Excerpt>
=-=-=
Yesterday, I was in Sioux Falls for Consultation ’94, where we met with all the Indian housing authorities and many of the tribes and just listened to them and asked them what they wanted. They get 1 percent of the HOME and CDBG money; we’re going to try to get them 1 1/2 percent. I don’t know if the politics will allow it, because the mayors won’t be thrilled about that. We are looking at the possibility of giving them formulas, since they don’t like competing against each other.

One of the things I’ve tried to impart to my staff is true for both Indian housing and public housing: the mission is safe, decent and affordable housing for people of low income. HUD doesn’t carry out that mission, we don’t provide housing, the housing authorities carry it out. In the past we felt that if they failed but we were able to write a report that said it was their fault, we did our job. What I say is that, if they fail, then we fail because the mission isn’t accomplished. We have to be about getting them to succeed in the first place, not punishing them after the fact or correcting them after they screwed up. The tribe knows better than we do what its needs are and has a responsibility to address them, and we have to provide resources, training, a clearinghouse and technical assistance and help with problem-solving. That’s HUD’s function and that’s what it ought to be.

CH: What about whether local housing authorities have the managerial or leadership capacity? Generally, there’s not good leadership at the local level. Where is that going to come from, and can you really succeed in your efforts without those kinds of leaders?
=-=-=
Exercise 1>
Quote the interview excerpt word for word, from "Yesterday, I was" up to and including "against each other.".

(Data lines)
=-=-=
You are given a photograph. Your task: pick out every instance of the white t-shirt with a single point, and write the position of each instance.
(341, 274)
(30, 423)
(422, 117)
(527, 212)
=-=-=
Exercise 2>
Print the entire listing above, reproducing every line of it without change.

Reply 1>
Yesterday, I was in Sioux Falls for Consultation ’94, where we met with all the Indian housing authorities and many of the tribes and just listened to them and asked them what they wanted. They get 1 percent of the HOME and CDBG money; we’re going to try to get them 1 1/2 percent. I don’t know if the politics will allow it, because the mayors won’t be thrilled about that. We are looking at the possibility of giving them formulas, since they don’t like competing against each other.

Reply 2>
You are given a photograph. Your task: pick out every instance of the white t-shirt with a single point, and write the position of each instance.
(341, 274)
(30, 423)
(422, 117)
(527, 212)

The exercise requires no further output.